> _THE TASK_
Produce a verbatim transcription of the records below, beginning at the line containing "wooden cabinet door" and ending at the final line; include only those lines.

^^^^

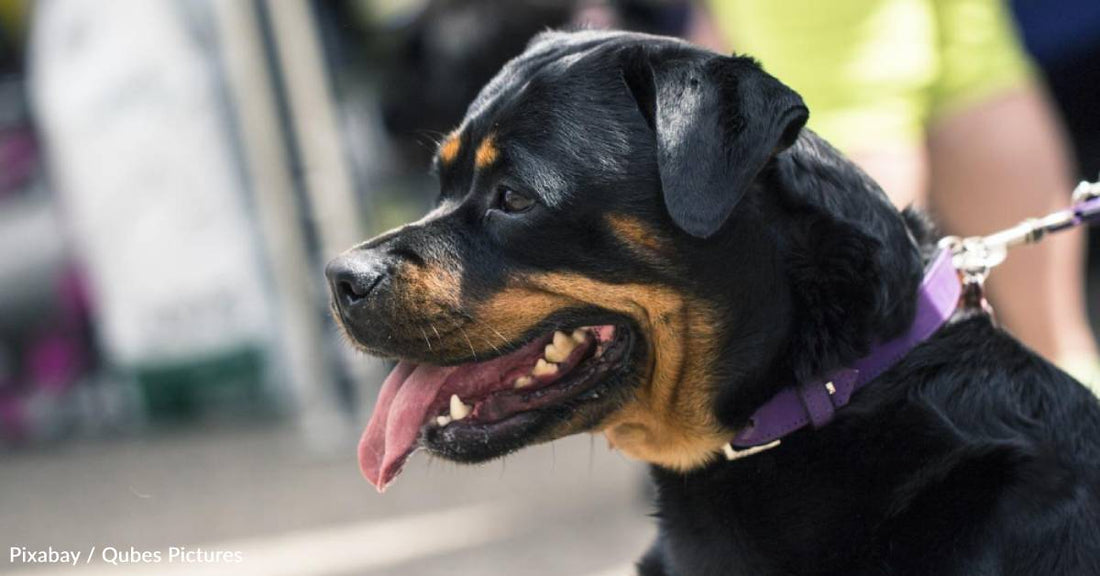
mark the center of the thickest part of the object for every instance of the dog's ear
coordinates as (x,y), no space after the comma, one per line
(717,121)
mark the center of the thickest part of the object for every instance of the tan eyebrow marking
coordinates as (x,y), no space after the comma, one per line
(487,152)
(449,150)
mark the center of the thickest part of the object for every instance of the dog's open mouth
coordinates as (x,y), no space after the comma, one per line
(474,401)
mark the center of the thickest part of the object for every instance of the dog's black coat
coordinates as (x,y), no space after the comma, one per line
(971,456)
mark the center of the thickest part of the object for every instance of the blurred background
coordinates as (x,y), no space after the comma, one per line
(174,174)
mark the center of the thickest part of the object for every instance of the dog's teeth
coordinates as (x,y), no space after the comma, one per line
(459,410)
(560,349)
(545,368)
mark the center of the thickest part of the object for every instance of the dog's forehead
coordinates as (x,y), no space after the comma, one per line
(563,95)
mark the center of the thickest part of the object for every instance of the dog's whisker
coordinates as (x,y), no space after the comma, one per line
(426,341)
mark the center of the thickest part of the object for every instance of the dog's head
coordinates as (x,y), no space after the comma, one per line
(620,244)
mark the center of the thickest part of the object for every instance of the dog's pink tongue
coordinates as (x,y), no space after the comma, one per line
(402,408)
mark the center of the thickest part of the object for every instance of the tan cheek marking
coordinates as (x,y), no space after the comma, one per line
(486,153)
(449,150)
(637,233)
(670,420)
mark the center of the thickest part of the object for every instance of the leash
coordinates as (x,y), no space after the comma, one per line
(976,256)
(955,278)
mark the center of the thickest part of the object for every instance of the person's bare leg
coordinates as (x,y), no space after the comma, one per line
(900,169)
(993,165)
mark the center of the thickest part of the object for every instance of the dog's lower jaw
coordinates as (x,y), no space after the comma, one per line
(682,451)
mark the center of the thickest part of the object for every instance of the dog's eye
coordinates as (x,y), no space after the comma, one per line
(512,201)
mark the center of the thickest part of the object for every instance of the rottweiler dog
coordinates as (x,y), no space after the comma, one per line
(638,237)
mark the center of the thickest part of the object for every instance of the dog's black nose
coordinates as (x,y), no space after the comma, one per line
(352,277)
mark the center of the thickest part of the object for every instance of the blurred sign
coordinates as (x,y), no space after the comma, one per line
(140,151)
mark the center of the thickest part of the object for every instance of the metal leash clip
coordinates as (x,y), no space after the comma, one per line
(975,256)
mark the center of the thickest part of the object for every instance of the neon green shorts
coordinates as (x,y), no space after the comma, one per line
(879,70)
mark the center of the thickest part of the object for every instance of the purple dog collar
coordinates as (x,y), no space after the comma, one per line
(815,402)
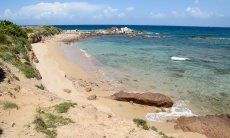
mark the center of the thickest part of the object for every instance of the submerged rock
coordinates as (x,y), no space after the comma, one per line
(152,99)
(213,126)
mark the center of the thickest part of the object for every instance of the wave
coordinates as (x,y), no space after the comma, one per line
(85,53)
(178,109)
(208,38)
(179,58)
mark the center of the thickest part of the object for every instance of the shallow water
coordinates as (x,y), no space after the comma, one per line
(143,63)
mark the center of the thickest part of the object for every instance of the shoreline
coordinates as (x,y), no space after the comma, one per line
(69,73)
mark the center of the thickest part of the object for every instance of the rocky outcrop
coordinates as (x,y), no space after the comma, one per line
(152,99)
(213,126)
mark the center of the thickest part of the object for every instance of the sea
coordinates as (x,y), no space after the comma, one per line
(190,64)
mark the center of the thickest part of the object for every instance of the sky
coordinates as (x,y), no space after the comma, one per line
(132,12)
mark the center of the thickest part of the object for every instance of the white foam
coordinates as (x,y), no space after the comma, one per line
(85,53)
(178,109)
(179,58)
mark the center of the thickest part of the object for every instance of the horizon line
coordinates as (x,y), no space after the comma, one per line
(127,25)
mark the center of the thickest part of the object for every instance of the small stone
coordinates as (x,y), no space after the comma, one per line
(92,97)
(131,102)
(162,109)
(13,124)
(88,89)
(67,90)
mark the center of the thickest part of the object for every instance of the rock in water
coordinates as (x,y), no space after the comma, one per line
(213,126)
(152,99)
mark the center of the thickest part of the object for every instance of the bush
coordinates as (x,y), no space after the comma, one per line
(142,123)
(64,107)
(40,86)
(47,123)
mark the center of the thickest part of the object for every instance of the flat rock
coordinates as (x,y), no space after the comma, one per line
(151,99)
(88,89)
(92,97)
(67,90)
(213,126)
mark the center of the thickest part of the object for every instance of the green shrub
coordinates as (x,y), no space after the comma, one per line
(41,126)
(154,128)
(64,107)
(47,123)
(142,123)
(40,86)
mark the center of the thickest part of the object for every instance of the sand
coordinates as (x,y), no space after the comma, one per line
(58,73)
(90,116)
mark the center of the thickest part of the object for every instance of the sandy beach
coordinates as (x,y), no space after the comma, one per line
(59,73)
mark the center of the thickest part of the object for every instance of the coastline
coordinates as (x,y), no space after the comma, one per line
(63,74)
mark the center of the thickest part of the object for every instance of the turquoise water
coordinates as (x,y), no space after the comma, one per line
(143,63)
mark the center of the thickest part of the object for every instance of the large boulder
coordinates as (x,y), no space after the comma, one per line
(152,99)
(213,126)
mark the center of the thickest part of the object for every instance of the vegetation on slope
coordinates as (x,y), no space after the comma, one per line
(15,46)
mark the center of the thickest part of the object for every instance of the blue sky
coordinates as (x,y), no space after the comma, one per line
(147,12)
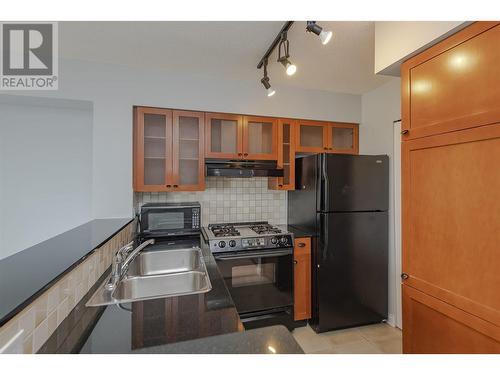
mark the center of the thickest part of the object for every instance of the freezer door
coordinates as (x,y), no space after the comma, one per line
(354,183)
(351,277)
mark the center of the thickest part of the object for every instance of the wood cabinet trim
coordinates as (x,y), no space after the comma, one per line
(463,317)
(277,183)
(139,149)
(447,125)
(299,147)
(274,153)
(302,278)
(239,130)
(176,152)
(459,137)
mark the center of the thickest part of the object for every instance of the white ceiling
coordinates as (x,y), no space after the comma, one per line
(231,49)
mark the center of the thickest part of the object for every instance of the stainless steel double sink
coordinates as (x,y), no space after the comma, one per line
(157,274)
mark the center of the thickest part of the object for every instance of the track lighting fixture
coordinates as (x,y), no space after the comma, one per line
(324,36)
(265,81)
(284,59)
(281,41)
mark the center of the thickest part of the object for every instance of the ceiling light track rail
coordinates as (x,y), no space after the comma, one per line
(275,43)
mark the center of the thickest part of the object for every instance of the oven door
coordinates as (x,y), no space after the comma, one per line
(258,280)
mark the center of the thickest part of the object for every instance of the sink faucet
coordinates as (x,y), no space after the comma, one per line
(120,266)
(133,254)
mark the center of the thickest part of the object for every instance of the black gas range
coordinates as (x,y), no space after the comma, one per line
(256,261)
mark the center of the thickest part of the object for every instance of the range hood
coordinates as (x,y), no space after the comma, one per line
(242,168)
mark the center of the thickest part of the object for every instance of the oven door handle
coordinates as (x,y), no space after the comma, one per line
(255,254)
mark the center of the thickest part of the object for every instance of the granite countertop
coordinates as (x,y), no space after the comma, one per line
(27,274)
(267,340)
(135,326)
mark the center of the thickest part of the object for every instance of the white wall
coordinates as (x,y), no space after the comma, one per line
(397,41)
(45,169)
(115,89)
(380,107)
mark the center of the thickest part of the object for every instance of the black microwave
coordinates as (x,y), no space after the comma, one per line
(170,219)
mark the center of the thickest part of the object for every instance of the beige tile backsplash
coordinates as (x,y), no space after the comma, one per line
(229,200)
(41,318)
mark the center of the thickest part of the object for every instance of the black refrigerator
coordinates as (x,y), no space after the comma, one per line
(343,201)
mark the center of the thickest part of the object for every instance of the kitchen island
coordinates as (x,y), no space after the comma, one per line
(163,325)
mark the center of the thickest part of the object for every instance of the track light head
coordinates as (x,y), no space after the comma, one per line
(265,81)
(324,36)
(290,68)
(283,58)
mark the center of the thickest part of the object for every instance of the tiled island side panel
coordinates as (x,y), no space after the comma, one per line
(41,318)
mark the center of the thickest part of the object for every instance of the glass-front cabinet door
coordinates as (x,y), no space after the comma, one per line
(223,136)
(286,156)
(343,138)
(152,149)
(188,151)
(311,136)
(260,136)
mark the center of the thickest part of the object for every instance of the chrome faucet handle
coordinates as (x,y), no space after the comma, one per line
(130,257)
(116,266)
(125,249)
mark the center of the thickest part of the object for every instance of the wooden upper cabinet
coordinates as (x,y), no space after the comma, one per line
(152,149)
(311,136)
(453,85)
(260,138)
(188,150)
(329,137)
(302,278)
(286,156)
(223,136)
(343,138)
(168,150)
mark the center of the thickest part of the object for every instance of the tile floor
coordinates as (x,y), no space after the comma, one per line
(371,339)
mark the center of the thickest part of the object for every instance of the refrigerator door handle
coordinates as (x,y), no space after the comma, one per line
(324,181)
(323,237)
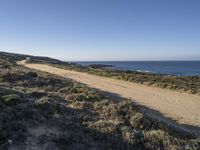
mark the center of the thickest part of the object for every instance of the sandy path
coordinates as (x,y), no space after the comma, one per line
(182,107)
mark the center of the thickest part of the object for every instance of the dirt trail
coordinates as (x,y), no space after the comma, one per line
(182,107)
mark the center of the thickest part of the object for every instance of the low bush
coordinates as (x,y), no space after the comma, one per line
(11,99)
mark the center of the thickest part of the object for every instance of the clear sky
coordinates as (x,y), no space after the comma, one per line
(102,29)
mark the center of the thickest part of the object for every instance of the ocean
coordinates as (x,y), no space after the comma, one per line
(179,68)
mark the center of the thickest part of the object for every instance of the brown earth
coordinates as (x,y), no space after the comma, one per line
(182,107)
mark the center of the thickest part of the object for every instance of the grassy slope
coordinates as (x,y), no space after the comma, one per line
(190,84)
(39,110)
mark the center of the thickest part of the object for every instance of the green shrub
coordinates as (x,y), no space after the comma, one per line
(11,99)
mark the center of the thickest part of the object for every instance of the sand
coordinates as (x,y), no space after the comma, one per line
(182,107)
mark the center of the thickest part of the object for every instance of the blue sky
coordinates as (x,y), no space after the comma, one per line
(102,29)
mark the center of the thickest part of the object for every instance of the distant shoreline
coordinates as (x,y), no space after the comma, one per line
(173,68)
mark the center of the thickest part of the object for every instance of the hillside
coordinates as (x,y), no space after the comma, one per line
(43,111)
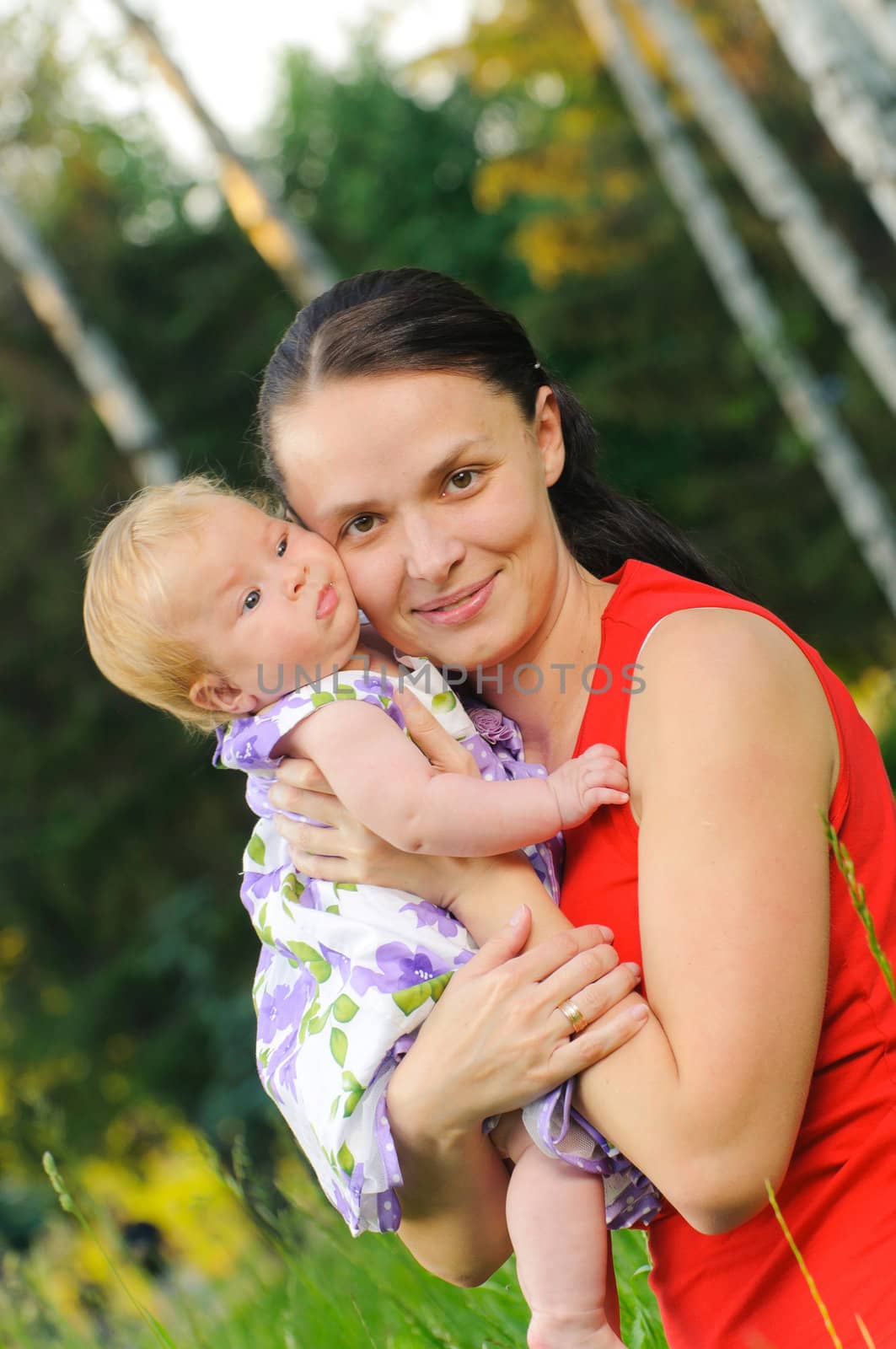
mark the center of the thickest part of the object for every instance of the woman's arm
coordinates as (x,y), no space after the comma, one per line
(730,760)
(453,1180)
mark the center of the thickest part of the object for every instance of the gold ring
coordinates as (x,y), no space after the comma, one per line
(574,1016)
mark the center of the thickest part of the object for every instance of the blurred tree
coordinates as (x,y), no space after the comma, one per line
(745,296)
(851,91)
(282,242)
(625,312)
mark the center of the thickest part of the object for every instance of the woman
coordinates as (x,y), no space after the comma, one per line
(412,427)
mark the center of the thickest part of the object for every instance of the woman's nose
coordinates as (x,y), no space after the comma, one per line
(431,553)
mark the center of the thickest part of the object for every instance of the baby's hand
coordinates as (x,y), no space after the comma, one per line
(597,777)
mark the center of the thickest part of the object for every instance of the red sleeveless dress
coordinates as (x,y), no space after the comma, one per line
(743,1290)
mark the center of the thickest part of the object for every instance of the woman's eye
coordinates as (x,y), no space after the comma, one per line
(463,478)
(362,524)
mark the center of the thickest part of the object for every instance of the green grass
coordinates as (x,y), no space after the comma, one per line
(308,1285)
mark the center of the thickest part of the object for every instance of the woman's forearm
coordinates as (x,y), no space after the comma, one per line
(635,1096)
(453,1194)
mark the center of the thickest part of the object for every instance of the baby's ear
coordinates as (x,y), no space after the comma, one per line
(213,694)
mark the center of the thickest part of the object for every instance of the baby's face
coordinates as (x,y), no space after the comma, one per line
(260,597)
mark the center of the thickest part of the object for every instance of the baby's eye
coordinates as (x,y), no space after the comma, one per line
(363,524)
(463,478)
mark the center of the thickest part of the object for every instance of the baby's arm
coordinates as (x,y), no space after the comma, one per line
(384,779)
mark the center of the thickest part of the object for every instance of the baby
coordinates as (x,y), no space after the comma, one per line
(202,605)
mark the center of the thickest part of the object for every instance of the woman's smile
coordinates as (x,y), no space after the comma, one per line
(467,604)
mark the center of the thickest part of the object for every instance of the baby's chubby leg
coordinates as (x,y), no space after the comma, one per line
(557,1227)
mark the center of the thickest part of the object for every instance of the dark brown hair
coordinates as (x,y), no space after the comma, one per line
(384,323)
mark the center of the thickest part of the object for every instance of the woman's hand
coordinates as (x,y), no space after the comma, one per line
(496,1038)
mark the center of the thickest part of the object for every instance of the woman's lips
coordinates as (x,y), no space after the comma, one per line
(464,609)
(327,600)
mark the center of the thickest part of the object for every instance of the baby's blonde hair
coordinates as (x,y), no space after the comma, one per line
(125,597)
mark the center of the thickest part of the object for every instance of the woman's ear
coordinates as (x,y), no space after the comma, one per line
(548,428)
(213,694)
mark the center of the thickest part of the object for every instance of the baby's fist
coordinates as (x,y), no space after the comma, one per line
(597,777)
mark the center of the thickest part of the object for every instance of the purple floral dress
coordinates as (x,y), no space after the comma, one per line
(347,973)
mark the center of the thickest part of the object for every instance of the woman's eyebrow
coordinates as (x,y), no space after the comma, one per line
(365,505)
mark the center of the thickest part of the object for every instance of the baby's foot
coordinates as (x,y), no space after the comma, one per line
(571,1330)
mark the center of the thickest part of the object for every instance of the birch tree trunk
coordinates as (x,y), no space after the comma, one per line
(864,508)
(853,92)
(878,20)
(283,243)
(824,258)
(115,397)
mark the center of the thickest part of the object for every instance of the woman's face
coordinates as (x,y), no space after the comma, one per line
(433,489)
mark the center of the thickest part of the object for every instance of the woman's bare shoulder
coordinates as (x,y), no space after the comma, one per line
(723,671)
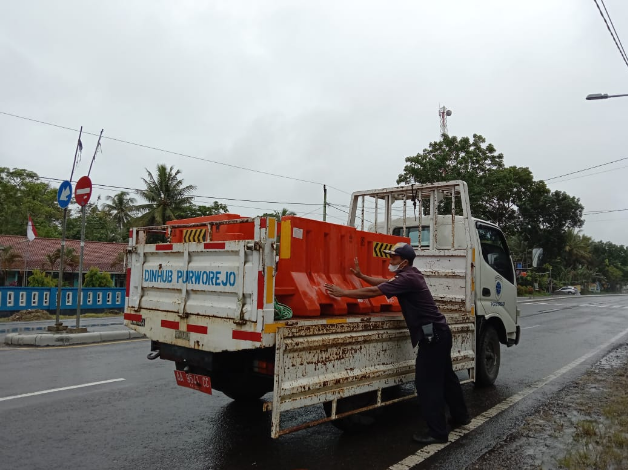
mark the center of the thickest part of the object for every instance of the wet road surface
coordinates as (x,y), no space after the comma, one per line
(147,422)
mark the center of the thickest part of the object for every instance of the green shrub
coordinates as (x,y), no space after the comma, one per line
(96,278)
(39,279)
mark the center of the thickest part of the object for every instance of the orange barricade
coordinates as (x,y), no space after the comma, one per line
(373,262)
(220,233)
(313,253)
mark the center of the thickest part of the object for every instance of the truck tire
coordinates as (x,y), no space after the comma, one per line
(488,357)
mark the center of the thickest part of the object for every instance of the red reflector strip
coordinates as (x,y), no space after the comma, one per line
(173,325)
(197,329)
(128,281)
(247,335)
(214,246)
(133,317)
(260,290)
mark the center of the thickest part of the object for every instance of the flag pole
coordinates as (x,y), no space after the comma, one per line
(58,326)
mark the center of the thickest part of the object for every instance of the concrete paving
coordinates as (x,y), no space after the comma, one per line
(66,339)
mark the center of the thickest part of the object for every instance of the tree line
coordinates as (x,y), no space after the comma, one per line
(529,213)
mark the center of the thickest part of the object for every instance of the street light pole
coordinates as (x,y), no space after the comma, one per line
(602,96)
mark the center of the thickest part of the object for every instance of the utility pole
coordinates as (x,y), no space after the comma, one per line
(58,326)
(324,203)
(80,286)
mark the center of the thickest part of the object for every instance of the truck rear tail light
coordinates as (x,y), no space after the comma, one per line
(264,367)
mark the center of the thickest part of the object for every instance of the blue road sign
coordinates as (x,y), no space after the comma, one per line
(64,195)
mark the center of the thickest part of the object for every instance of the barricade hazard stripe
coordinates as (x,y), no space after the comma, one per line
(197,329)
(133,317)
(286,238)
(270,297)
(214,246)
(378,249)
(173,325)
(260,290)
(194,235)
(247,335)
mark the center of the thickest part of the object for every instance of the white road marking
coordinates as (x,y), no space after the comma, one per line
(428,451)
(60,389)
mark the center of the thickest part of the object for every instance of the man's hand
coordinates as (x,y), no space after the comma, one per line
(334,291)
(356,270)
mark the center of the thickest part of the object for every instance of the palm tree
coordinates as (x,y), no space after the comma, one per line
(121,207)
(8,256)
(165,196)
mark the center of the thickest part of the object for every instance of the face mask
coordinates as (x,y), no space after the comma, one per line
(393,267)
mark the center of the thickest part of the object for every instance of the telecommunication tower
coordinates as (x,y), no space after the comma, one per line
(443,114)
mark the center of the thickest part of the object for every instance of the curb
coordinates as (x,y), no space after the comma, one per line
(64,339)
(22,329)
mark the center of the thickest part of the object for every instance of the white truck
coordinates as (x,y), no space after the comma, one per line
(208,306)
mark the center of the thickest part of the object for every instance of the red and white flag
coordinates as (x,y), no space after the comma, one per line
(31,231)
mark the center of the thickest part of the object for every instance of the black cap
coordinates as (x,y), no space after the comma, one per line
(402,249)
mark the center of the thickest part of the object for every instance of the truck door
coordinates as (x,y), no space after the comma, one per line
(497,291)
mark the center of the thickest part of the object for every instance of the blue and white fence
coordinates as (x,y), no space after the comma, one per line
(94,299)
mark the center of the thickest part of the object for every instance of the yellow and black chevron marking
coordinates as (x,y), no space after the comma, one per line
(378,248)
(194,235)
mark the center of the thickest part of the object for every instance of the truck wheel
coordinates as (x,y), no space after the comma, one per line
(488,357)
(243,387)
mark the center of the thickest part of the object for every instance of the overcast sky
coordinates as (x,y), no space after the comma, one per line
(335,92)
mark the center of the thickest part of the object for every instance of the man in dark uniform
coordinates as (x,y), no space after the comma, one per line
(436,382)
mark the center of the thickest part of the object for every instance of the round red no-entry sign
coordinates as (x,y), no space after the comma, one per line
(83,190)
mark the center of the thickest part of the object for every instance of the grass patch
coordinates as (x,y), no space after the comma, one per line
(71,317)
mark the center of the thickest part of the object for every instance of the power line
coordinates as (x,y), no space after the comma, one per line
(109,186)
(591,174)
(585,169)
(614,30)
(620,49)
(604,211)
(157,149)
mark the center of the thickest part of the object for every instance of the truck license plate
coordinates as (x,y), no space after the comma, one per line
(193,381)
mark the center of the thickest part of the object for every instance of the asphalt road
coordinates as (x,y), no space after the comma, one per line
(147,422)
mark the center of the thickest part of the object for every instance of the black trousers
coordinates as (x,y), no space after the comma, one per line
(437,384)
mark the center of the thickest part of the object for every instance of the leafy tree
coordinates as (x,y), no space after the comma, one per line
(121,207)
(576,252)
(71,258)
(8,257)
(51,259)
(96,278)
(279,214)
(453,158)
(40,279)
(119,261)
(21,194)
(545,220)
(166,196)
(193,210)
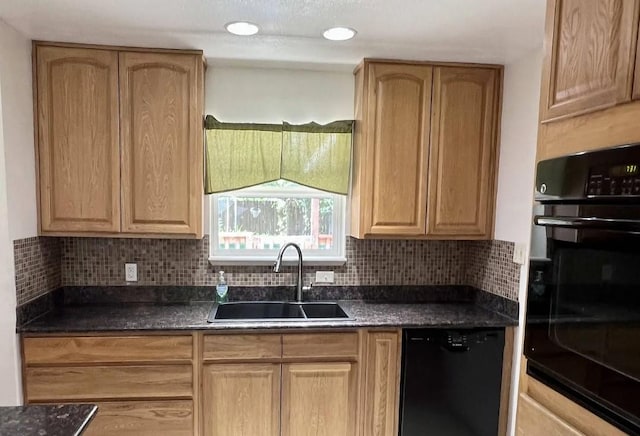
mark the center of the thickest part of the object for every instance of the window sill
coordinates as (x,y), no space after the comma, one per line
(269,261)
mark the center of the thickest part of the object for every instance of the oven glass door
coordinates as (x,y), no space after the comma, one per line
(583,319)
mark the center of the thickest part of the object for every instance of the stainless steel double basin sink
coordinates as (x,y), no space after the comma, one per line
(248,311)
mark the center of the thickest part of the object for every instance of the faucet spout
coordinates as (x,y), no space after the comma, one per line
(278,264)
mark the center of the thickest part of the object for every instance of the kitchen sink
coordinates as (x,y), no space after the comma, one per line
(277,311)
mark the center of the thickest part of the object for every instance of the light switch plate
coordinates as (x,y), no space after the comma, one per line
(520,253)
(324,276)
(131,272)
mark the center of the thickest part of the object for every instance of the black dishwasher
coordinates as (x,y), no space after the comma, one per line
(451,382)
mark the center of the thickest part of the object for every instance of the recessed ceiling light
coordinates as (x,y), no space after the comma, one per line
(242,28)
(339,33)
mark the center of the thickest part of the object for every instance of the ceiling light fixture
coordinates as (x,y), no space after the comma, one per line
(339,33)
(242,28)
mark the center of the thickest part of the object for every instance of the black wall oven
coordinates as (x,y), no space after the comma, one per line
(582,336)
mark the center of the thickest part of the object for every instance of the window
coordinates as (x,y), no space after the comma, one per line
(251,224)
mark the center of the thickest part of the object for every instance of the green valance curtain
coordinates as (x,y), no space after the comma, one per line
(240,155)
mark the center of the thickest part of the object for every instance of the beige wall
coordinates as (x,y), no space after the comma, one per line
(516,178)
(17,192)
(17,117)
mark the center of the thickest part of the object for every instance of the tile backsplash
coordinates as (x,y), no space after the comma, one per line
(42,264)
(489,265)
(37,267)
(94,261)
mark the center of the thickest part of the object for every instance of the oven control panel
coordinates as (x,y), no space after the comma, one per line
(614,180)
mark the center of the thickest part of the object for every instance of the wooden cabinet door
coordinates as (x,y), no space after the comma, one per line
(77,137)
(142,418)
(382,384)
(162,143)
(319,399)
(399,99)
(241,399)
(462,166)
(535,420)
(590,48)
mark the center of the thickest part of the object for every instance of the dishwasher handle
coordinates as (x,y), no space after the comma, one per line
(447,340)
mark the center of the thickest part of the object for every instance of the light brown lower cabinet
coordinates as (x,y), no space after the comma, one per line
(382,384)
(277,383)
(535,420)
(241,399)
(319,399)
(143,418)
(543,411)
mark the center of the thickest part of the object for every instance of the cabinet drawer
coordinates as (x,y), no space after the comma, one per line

^^^^

> _RESULT BELOW_
mark the center of the thickest part of the object for every instance of the wooden cabinet door
coordinates as (x,y), no space after the comma, one per line
(77,137)
(142,418)
(382,384)
(162,143)
(319,399)
(399,99)
(241,399)
(462,166)
(535,420)
(590,48)
mark the center of the thickest part of the object for every instance of the dishwasher handle
coordinates as (x,y), no space after the comma, one per line
(447,340)
mark the center of the thickest part of the object for every instance of the light brown lower cabinet
coordinates as (x,y), no space after the comma, one per line
(382,384)
(277,383)
(535,420)
(241,399)
(319,399)
(143,418)
(543,411)
mark the center of the thickest part of the object for every instance of the cabinet drawer
coordinates as (x,y), no space after the comma, one per line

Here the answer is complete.